# [Text shown]
Hasbro (HAS) shares tumbled over 6% in early trading Tuesday as the toy giant reported its revenue plunged and warned of slowing demand amid difficult economic conditions.

The maker of G.I. Joe and Star Wars toys posted an unadjusted loss of $7.64 per share for the fourth quarter, compared to a loss of 93 cents a year ago. Adjusted earnings per share (EPS) came in at 38 cents, well short of forecasts. Revenue sank 23% from a year earlier to $1.29 billion.

Sales at the company’s Entertainment segment cratered 49%, and sales at its Consumer Products unit were down 25%. Hasbro noted sales in its Wizards of the Coast and Digital Gaming segment grew 7%.

CEO Chris Cocks said Hasbro faced a “challenging 2023,” and added that despite a difficult macroeconomic environment, the company is beginning 2024 “with a healthier balance sheet, a leaner cost structure, and a diverse portfolio of industry-leading toy and game brands that support our capacity to invest in the business and maintain our commitment to returning cash to shareholders via our category-leading dividend.”

# [Data shown]
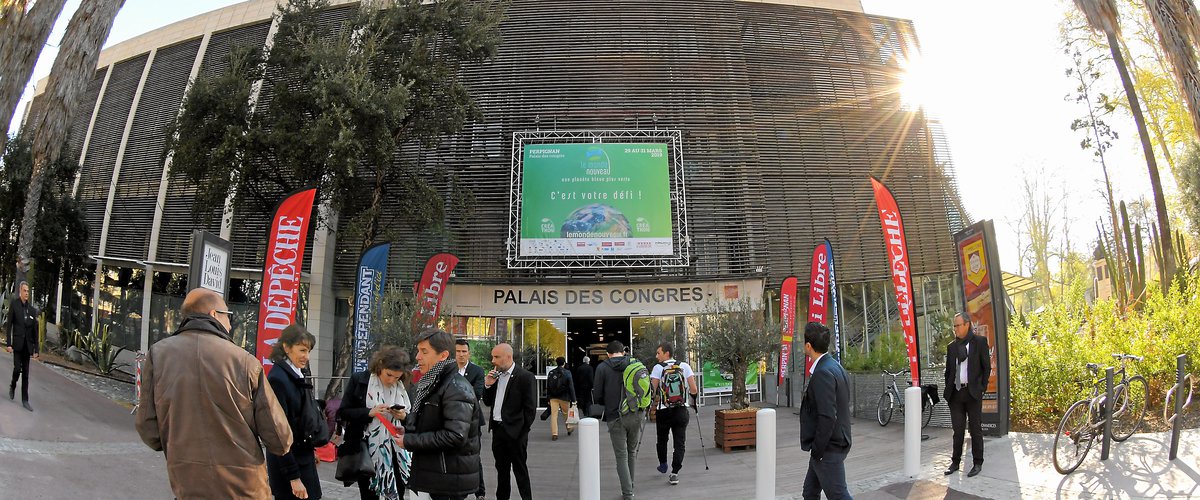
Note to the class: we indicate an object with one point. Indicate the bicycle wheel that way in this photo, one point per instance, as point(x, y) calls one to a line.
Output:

# [Task brief]
Condense the paragraph in the Hasbro text above that begins "The maker of G.I. Joe and Star Wars toys" into a short bulleted list, keeping its main figures.

# [Right answer]
- Fourth-quarter unadjusted loss: $7.64 per share, versus a 93-cent loss a year earlier
- Adjusted EPS: 38 cents, well below forecasts
- Revenue: $1.29 billion, down 23% year over year